# Working data:
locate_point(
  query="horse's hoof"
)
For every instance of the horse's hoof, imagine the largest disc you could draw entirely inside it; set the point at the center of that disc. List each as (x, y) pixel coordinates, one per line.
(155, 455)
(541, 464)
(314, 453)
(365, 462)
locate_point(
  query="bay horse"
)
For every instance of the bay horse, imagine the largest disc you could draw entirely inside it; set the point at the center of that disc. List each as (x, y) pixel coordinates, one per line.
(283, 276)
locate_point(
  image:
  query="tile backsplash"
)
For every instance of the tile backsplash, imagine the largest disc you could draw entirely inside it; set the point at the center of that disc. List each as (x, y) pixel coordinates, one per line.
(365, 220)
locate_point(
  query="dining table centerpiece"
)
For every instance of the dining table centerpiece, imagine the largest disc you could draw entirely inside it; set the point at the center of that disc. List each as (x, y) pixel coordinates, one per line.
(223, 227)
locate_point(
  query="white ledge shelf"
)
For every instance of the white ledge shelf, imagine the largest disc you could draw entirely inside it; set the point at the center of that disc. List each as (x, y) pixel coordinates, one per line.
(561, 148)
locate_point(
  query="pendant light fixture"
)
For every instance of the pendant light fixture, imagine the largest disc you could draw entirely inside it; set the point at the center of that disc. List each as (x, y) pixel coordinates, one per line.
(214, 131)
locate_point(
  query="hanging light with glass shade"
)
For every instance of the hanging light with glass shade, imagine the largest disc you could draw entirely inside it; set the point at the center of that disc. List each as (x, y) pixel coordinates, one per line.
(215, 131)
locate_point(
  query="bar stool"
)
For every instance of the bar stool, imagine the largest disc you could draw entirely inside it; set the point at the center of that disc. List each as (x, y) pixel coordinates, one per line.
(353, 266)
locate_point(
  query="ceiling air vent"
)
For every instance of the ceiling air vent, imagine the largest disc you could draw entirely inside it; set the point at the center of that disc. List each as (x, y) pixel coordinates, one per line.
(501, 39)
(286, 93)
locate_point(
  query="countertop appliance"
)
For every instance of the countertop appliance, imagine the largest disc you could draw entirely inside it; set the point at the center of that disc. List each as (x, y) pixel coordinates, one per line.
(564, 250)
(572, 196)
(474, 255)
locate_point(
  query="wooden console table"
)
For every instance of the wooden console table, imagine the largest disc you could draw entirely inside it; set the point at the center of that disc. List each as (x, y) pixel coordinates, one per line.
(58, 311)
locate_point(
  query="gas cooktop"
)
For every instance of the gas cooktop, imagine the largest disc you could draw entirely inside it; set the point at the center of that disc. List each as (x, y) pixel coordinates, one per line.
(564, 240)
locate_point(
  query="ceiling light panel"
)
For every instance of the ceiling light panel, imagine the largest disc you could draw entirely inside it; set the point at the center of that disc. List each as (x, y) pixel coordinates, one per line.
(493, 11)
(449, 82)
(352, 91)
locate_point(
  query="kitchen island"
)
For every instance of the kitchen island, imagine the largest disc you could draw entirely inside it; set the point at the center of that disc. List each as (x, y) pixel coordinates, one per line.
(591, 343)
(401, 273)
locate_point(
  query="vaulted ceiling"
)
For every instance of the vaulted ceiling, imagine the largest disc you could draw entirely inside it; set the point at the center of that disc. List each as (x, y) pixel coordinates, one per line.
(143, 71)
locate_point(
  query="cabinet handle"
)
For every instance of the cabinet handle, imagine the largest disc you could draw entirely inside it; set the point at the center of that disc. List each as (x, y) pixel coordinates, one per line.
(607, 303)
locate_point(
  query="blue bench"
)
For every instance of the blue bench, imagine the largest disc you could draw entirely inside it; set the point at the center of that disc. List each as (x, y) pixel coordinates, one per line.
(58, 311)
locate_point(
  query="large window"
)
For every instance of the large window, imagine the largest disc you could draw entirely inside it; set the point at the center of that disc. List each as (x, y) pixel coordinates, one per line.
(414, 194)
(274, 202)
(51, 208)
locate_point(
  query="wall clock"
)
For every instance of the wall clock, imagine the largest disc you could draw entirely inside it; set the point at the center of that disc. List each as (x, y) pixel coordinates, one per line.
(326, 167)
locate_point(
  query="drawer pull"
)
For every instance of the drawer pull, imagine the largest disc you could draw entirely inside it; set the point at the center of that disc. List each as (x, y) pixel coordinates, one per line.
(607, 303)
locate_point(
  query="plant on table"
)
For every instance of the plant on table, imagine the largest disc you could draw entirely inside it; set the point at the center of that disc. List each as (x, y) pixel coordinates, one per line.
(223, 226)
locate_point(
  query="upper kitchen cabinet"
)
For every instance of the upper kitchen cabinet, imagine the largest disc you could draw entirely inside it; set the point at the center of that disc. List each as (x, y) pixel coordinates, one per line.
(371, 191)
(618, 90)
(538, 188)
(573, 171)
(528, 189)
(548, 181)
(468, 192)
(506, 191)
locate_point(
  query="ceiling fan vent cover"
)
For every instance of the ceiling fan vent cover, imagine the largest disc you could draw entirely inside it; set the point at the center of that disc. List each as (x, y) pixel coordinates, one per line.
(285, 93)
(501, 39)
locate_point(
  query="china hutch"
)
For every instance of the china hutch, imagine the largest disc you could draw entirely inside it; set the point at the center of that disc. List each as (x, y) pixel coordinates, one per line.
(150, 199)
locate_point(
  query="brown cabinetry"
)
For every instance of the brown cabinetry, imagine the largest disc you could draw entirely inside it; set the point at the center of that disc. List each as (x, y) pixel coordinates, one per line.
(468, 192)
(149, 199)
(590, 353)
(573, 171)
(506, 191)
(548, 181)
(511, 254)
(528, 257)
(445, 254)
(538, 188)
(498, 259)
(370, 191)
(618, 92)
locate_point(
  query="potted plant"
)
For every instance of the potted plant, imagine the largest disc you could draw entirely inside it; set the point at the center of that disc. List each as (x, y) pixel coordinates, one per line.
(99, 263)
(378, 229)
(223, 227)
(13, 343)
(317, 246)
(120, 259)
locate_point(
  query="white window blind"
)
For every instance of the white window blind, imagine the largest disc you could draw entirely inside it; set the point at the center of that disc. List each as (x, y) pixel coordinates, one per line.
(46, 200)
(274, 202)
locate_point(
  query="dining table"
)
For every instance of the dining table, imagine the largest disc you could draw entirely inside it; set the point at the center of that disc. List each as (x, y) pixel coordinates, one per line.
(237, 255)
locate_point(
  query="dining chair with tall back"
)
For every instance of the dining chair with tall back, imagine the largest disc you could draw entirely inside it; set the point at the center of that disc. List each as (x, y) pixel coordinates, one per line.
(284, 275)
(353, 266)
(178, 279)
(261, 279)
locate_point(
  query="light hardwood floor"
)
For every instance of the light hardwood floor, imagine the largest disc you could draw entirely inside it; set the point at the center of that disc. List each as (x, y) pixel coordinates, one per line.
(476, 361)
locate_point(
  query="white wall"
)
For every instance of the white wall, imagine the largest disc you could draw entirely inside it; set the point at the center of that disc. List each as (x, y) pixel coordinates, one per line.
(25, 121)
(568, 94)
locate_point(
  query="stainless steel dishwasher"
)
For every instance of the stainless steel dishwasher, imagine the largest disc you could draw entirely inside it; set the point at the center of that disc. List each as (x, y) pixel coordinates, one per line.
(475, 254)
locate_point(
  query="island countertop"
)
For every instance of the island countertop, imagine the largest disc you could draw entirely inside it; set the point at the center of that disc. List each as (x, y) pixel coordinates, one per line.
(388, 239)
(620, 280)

# Task to carry out:
Provide a faithful, complete copy of the entries above.

# Answer:
locate_point(
  query="horse's hoof"
)
For every instance of the horse's hoof, imagine the largest disc you could draw entirely inside it; set the point at the center of that disc. List each as (x, y) pixel coordinates, one per line.
(155, 455)
(541, 464)
(314, 453)
(365, 462)
locate_point(
  query="bay horse"
)
For every instance of the bay horse, imagine the largest disc you could draw entirely inside it; set the point at the center of that disc. List each as (x, y) pixel coordinates, one per line.
(283, 276)
locate_point(
  image:
  query="tile backsplash"
)
For every instance of the tile backsplash, imagine the largest disc you could draw entirely inside it; set the point at the center of that disc. List each as (x, y) pixel coordinates, one per line.
(365, 220)
locate_point(
  query="dining table centerpiece"
)
For every instance of the dining table centerpiece, imagine the largest disc you could draw entirely inside it; set the point at the center of that disc. List each as (x, y) pixel coordinates, one per line.
(223, 227)
locate_point(
  query="white ledge shelf"
)
For every instance of the white ledge shelf, imagine the largest disc you could draw entirely inside it; set the point at the center of that disc. List each as (x, y) pixel coordinates, one per line.
(561, 148)
locate_point(
  query="pendant light fixture"
)
For every instance of the pendant light fixture, imagine the largest disc you could draw entirely inside it; set the point at the center of that disc. List each as (x, y) pixel coordinates, one per line.
(214, 131)
locate_point(
  query="hanging light with glass shade"
)
For every instance of the hanging light with glass shade, imagine the largest disc you could draw entirely inside it; set the point at the center of that disc. List each as (x, y) pixel coordinates, one per line.
(215, 131)
locate_point(
  query="bar stool"
)
For every instance of the bar stool, imagine the largest disc you could draw entirely inside it; set the point at the center of that disc. List each as (x, y) pixel coordinates, one per line.
(353, 266)
locate_point(
  query="ceiling air vent"
)
For every instance of the ceiling air vent, imagine the largest disc you could draw entirely inside it; set the point at the center of that disc. List each as (x, y) pixel coordinates, one per line.
(501, 39)
(286, 93)
locate_point(
  query="countertop appliance"
)
For every instance of the countertop appliance, imagine the largest disc you could draw entirely inside it; set the point at the center of that disc. List each as (x, y) pixel coordinates, one per line.
(564, 250)
(572, 196)
(474, 255)
locate_point(
  query="wooden console table"
)
For every instance of the wooden console table, imagine the largest disc you could draw entirely inside it; set the point at the center of that disc. List each as (x, y) pixel coordinates, one per line.
(58, 311)
locate_point(
  query="gas cooktop"
)
For every instance of the gas cooktop, imagine the largest disc you could draw entirely inside it; set the point at the center of that disc. List each as (x, y) pixel coordinates, one per line.
(564, 240)
locate_point(
  query="ceiling light panel"
)
For every instance of the ceiling light panel, imagine the largest disc you could draw entirely inside it; set the point at the center of that disc. List each as (x, y) pixel coordinates, one per line.
(493, 11)
(449, 82)
(352, 91)
locate_point(
  query="kitchen island"
)
For every instance of the kitchen island, imagine the largest disc you could draw entirely inside it; set the point at the center of that disc. List each as (x, y) pixel coordinates, one per line.
(591, 343)
(401, 273)
locate_point(
  query="vaulted ceiling"
)
For every instance of the vaulted ceiling, imagine the largest disc you could draw entirely inside it; set the point at the center of that disc. List each as (x, y) pixel coordinates, one per line.
(143, 71)
locate_point(
  query="cabinet handle"
)
For every instance of the cabinet handle, imagine the largest disc you could draw entirely inside it; set the point at the center of that disc. List each as (x, y) pixel coordinates, one per line.
(607, 303)
locate_point(
  query="blue bench"
)
For every instance of the blue bench, imagine the largest disc you could draw entirely inside it; set the point at the center of that disc. List each as (x, y) pixel coordinates, one per line.
(58, 311)
locate_point(
  query="large window"
)
For every instance of the large window, imagine the largest disc you could draw entirely inside it; set the point at the center of that disc. List each as (x, y) pixel coordinates, one per line.
(414, 194)
(274, 202)
(51, 208)
locate_point(
  query="wall clock"
)
For every instance of the wall clock, imagine the largest disc you could draw entirely inside it; set the point at the center of that disc. List each as (x, y) pixel coordinates, one per line.
(326, 167)
locate_point(
  query="drawer pull"
)
For every instance of the drawer pull, imagine the largest disc you could draw entirely inside it; set the point at the center of that disc. List each as (x, y) pixel coordinates, one per line.
(607, 303)
locate_point(
  query="plant on table"
)
For every instance of the plant on table, imagine the largest disc you could draw entirely inside it; set the point at the center of that disc. List each as (x, y) pixel coordinates, one per line.
(223, 226)
locate_point(
  query="upper kitchen cabinet"
)
For every instance of the upper kitchen cabinet, imagine the largest disc you could draw entirely inside it; set the point at the center of that disc. List each as (x, y) pixel coordinates, one per line.
(371, 191)
(618, 90)
(538, 188)
(573, 171)
(528, 189)
(548, 181)
(468, 192)
(506, 191)
locate_point(
  query="ceiling fan vent cover"
)
For every instance of the ceiling fan vent cover, imagine the largest disc you could draw entirely inside it; set the point at the center of that disc. List each as (x, y) pixel coordinates, one per line.
(285, 93)
(501, 39)
locate_point(
  query="china hutch"
)
For every instance of the china hutch, imagine the largest disc you could draw entirely inside it; set the point at the center of that disc. List each as (x, y) pixel coordinates, one per line.
(150, 199)
locate_point(
  query="brown cabinetry"
)
For every instance of the brown cabinetry, imagine the largest disc you could draw entirely inside it; set the point at the center of that disc. List each as (x, y) pixel coordinates, one per line.
(468, 192)
(149, 199)
(590, 353)
(573, 171)
(506, 191)
(548, 181)
(511, 254)
(528, 257)
(445, 254)
(538, 188)
(498, 259)
(370, 191)
(618, 92)
locate_point(
  query="potted plant"
)
For every instance of the potted plant, imagine the largest disc you could draw entirely inside it; set the point at the center of that disc. List each as (x, y) pixel coordinates, one per line.
(99, 263)
(378, 229)
(223, 227)
(13, 343)
(317, 246)
(120, 259)
locate_point(
  query="white window blind"
)
For every instance of the white window blind, imagine the largest disc you could draw entirely inside it; set the point at the center of that disc. List each as (x, y) pixel coordinates, one per line.
(46, 200)
(274, 202)
locate_point(
  query="dining table"
)
For every instance of the dining table, imagine the largest disc you could draw entirely inside it; set the point at the center of that disc. List each as (x, y) pixel coordinates, one per line.
(237, 255)
locate_point(
  query="dining chair with tall back"
)
For every instance of the dining chair with tall back, imagine the largest disc you could draw entirely inside it; set the point at the center of that disc. List each as (x, y) pixel coordinates, one per line.
(284, 275)
(353, 266)
(178, 279)
(261, 279)
locate_point(
  query="light hardwood floor"
)
For every instance of the light hardwood floor, imagine the largest disc you could draw entirely inside it; set the point at the center of that disc. List each as (x, y) pixel coordinates, one per line.
(476, 361)
locate_point(
  query="white wall"
)
For every instance of the white wall, imagine the largest disc you could draw entirely inside it; set the point at the center of that disc. List each as (x, y) pixel coordinates, one per line.
(25, 121)
(568, 94)
locate_point(
  query="stainless steel dishwasher"
)
For every instance of the stainless steel dishwasher, imagine the largest disc you could draw entirely inside it; set the point at the center of that disc. List each as (x, y) pixel coordinates, one per line.
(475, 254)
locate_point(
  query="island countertop"
)
For every instance of the island countertop, imagine the largest disc you could draw entirely inside it; set the point at the center of that disc. List each as (x, y) pixel coordinates, one per line.
(388, 239)
(620, 280)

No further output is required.